__SUPPLIED PASSAGE__:
In this context we should, perhaps, consider the implications for Africa of the essentially neo-liberal assumptions underlying the New Partnership for Africa's Development and the rewards of globalisation so widely touted in the international media as “inevitable” for countries surrendering to its blandishments are in any real sense historically available.
Resources and conflict: Conflict and social transformation
Let us now focus on the role of economic resources in provoking, enabling and prolonging violent conflict, for this relates to the human agency so often neglected in early warning systems and conflict analysis. It is true that wars have sometimes been initiated in the hope of material gain. Indeed as the African continent sees an overlap between conflicts of an intrastate and interstate nature, itself a phenomenon predicated upon State weakness, neo-mercantilist wars seem to have re-emerged as a trend. In some of these we even see the deployment of national armies in defence of the private interests of political elites, which has led some authors to speculate on whether we are witnessing the privatisation of sovereignty itself. Whether international peacekeeping forces themselves can aloof from this kind of activity and other forms of private enrichment is also a question that needs to be borne in mind. The proliferation of private security companies and even "private military companies" is a further manifestation of the spread of the private sector into areas previously held to be the preserve of the State.
The question might be posed as to whether we are looking through the right end of the telescope. Is it that wars are sometimes fought, primarily or partially, for the financial and economic gain they offer? Or is it more accurate to say that war alters the environment in which economies have to continue, at all levels, and that they adjust accordingly. The political economy of disorder offers opportunities not always available in the "normal" circumstances of peacetime.

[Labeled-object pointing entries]
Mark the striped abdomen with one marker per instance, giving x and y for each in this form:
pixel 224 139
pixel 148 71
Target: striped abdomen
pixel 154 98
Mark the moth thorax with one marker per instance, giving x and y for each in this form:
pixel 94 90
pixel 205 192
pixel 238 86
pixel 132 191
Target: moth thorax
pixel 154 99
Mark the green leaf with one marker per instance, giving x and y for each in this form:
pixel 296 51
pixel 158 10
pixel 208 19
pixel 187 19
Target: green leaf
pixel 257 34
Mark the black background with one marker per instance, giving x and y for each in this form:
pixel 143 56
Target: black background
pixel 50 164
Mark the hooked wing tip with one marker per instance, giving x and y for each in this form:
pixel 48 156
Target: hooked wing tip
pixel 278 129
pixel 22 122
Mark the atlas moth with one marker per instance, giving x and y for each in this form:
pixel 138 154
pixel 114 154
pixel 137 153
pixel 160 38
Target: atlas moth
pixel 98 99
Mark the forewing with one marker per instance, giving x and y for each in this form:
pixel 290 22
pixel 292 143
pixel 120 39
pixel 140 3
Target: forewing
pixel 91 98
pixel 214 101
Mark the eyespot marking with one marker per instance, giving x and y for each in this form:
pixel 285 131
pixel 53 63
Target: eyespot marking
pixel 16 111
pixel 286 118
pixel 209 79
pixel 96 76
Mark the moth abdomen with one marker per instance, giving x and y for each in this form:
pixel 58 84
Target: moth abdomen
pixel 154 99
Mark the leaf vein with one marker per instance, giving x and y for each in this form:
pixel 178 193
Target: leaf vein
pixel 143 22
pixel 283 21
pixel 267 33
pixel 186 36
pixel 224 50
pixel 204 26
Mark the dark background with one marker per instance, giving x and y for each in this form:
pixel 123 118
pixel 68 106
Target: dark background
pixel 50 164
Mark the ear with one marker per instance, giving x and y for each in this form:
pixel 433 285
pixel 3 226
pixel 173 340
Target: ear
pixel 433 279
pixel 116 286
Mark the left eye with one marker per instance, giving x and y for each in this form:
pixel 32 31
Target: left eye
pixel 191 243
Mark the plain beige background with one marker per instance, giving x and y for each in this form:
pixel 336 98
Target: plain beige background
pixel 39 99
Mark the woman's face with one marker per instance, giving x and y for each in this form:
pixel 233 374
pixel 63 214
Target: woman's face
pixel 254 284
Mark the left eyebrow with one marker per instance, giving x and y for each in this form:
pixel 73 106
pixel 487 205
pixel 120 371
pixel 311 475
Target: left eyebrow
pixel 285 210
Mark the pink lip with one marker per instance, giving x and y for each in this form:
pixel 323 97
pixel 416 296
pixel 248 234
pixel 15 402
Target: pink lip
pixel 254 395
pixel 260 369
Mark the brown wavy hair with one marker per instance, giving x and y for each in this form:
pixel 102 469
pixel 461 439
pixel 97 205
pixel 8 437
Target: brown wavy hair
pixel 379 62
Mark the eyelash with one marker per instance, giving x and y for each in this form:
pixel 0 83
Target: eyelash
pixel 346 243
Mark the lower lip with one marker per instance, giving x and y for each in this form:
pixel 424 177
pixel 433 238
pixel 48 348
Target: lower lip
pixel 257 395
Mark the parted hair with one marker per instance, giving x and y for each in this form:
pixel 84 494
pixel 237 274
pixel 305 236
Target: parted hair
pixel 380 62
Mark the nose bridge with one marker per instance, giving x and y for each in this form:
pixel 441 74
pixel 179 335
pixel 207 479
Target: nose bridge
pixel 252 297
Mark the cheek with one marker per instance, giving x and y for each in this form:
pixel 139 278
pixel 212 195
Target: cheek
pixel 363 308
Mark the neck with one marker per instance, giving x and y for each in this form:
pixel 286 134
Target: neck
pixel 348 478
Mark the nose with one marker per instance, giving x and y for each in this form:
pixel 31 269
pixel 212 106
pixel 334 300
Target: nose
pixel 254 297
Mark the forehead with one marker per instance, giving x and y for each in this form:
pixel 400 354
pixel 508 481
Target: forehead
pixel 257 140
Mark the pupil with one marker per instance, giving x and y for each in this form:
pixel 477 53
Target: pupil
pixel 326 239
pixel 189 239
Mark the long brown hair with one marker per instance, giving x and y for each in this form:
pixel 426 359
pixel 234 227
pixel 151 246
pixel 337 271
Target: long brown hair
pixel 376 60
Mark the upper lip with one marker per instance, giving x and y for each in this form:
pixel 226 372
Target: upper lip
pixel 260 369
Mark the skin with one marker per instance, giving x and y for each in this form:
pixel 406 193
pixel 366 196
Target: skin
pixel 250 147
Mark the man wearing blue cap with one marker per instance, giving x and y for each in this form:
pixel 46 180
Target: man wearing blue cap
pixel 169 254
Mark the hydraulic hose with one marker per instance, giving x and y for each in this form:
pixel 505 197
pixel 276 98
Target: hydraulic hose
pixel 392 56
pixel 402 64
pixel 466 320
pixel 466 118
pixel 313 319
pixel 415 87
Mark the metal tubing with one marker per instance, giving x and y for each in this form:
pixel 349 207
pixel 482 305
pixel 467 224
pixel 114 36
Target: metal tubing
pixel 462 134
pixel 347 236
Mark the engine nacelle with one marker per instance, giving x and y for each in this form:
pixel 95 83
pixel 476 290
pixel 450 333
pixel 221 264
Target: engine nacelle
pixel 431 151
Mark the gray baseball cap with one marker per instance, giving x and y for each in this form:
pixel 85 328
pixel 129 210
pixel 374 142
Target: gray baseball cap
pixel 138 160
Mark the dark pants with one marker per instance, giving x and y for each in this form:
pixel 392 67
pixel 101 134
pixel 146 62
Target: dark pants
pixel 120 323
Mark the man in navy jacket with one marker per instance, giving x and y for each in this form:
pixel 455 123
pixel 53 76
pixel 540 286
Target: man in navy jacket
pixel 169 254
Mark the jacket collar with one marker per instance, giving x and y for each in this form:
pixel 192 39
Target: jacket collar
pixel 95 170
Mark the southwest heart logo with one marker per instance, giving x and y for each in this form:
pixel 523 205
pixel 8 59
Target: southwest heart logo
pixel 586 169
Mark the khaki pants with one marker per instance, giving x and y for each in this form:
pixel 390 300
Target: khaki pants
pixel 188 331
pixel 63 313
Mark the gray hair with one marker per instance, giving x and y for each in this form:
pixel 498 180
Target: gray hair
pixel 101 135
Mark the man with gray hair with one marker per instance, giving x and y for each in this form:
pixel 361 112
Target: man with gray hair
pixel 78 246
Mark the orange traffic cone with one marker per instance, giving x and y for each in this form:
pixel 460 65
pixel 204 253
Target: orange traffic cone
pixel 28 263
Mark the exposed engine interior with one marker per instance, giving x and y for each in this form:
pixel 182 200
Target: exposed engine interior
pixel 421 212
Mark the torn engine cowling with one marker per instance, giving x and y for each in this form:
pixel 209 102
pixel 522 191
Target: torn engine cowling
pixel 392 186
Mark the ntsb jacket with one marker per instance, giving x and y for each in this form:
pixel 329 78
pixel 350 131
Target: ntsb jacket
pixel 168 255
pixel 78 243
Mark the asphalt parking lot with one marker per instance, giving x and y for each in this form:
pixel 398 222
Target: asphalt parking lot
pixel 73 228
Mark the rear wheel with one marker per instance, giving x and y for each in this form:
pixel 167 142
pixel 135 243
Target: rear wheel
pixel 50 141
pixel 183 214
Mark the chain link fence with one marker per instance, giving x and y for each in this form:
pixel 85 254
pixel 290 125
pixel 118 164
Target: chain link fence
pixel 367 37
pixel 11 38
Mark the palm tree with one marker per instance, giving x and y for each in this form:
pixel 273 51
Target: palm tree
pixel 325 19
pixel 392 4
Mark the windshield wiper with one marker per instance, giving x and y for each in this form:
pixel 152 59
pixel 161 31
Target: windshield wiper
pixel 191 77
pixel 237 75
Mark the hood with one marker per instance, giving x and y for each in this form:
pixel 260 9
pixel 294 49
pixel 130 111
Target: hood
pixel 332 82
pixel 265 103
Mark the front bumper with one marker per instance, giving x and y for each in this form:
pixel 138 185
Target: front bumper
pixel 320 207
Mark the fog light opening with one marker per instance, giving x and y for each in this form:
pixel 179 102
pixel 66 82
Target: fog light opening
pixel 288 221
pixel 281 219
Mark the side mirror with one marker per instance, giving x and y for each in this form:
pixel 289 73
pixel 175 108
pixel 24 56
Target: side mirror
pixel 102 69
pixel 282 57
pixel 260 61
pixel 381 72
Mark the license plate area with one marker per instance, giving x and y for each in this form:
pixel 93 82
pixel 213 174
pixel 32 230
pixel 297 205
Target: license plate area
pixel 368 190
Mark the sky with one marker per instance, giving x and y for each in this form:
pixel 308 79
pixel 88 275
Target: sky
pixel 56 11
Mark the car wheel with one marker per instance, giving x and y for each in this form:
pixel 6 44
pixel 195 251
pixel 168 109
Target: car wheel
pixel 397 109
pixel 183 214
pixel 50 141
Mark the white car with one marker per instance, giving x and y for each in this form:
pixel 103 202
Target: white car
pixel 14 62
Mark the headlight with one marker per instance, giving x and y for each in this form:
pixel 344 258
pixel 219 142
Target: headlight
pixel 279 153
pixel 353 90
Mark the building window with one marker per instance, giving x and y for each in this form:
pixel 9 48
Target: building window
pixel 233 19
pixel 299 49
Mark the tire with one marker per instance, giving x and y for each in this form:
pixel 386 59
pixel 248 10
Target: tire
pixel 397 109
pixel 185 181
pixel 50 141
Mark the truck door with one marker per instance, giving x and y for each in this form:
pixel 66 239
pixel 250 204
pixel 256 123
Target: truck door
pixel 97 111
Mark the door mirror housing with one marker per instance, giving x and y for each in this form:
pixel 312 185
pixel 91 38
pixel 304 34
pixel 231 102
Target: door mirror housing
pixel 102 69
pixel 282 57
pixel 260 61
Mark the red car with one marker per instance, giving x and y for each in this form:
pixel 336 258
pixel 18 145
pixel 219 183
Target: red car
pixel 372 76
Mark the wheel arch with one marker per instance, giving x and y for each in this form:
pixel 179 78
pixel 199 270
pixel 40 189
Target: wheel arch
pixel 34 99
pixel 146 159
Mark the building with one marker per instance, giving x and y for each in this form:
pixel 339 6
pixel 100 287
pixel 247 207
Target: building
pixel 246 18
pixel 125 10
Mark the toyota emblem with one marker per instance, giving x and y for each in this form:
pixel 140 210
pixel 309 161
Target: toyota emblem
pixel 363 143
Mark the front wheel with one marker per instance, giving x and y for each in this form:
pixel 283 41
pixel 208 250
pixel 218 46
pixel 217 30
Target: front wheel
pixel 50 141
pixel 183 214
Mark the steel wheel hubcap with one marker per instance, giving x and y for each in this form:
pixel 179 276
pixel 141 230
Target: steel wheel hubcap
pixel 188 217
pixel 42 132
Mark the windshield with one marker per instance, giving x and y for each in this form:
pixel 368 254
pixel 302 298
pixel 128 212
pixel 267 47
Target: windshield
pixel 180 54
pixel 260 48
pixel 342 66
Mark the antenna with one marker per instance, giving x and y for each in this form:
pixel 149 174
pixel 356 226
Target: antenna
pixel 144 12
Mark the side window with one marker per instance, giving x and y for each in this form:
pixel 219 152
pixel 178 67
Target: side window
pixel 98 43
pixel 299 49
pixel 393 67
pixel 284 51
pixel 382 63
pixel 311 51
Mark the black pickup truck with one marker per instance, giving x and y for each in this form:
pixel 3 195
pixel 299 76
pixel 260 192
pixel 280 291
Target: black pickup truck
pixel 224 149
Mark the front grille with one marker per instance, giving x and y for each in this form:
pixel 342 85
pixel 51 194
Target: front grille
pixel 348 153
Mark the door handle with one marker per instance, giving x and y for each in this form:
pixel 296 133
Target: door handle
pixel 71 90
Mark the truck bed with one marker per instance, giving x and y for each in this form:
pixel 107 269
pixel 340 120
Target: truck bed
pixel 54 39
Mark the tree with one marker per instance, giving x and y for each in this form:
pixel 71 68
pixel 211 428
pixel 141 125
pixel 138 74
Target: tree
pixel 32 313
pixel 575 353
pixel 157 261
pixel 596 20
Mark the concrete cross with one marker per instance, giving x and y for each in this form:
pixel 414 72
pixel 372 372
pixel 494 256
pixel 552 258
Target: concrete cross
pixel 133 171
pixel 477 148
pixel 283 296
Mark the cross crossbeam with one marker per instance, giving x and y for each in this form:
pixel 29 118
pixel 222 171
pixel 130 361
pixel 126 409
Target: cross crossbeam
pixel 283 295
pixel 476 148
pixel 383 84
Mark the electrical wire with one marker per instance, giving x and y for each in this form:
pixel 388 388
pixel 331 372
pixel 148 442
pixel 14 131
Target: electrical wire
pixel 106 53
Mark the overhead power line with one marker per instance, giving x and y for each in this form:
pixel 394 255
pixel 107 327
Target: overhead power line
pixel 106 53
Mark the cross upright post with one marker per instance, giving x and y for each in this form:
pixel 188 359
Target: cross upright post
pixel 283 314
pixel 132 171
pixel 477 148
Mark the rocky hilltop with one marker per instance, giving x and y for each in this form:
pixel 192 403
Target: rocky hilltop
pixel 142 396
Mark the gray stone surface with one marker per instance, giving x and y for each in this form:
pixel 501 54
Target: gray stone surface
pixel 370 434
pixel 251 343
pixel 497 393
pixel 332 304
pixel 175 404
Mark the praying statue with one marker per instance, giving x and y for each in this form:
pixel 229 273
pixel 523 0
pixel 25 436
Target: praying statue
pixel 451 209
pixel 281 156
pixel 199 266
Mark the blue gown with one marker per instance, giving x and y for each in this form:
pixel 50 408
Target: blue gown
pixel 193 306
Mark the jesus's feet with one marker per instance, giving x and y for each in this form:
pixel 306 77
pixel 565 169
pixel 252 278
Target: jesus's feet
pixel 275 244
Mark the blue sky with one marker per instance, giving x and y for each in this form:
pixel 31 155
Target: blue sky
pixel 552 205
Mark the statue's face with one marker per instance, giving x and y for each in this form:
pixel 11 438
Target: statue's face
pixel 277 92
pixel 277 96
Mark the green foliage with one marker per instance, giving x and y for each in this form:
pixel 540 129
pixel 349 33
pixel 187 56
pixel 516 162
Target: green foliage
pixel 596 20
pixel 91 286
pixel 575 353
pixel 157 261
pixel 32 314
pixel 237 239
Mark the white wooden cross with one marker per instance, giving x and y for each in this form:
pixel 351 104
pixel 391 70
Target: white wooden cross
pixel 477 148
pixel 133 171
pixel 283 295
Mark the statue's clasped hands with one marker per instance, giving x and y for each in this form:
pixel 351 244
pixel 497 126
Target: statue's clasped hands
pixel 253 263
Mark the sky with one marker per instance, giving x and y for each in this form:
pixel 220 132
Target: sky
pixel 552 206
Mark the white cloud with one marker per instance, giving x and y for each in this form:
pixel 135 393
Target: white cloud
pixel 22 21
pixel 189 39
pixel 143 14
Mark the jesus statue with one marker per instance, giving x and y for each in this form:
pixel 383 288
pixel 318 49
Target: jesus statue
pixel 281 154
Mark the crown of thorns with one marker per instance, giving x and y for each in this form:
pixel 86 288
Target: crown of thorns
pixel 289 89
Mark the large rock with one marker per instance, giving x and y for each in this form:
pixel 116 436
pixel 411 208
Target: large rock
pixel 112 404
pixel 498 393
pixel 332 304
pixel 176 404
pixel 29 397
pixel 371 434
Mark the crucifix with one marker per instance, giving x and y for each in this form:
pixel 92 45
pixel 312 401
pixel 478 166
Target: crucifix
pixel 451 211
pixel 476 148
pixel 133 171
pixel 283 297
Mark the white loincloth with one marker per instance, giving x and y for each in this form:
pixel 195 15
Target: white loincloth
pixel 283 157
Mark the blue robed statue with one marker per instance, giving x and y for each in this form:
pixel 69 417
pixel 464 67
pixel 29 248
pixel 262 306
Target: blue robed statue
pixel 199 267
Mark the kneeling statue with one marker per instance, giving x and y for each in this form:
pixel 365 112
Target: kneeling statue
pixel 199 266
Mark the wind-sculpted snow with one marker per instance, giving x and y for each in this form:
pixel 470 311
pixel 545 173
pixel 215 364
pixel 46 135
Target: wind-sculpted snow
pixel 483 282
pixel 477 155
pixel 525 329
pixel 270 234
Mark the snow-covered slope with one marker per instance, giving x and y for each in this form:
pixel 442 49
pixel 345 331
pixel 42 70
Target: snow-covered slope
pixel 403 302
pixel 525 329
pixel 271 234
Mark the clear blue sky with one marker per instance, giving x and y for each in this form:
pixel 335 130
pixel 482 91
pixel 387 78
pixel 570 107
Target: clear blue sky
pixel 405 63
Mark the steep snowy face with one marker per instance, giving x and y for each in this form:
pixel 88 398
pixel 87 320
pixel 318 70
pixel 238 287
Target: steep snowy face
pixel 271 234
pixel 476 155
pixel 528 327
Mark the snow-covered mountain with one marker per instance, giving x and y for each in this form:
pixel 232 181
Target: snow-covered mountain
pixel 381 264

__TASK REQUIREMENTS__:
[a] According to the passage on resources and conflict, what has led some authors to speculate on whether we are witnessing the privatisation of sovereignty itself?
[b] Extend the passage on resources and conflict, picking up after its final sentence.

__EXPECTED RESPONSES__:
[a] The deployment of national armies in defence of the private interests of political elites.

[b]
In this environment the violent entrepreneur may enjoy advantages denied to his more civil counterpart. This may even persuade businessmen who see themselves as otherwise quite orthodox and law-abiding engaging in enterprises with less reputable, though deniable, partners. The economic agendas of conflicts in which the business of war merges almost imperceptibly into criminal activity of an organised or opportunistic nature, have gained increasing currency.
It is widely assumed that international investors prefer transparent and predictable legal environments in which to operate, but political elites may choose to leave elements of the law deliberately vague, to allow them to promote their individual advantage in circumstances of dispute. In other words, equity and transparency are seldom in the short-term advantage of those with power and wealth. Failing or even collapsed states may offer many profitable opportunities to those ruthless and bold enough to venture into them.
Conflict alters not only the political but also the social landscape, placing a premium upon the ability to use, or threaten the use, of lethal force. Men-at-arms find themselves catapulted up the social ladder, often regardless of their lack of peacetime skills. Is it then surprising that some seek to take advantage of their newly elevated position to secure material wealth against the time when they find themselves once more unemployed or even unemployable? In the absence of a bank account an AK-47 may substitute effectively for a cheque-book. All this, of course, points to the increasingly blurred continuum from violent crime to violent conflict; indeed, there are times when the two are virtually indistinguishable and may easily coexist in time and space. It seems unlikely that those who benefit from violence, structural or physical, will easily be persuaded to abandon their positions of dominance.
The new security environment, which favours the activities of muscular private and semi-private entrepreneurs, is enabled by the ostensible retreat of global State actors from the margins. The end of bipolar superpower rivalry has robbed Africa of much of the political significance it had in global strategic terms. Certainly the USA and others retain an interest in those parts of Africa seen as susceptible to penetration by "terrorist networks". There is also a growing concern to secure permanent access to the burgeoning energy resources of the Gulf of Guinea. None of this, however, is likely to involve engagement of the type that might prove beneficial, or conducive, to the broader idea of human security in Africa.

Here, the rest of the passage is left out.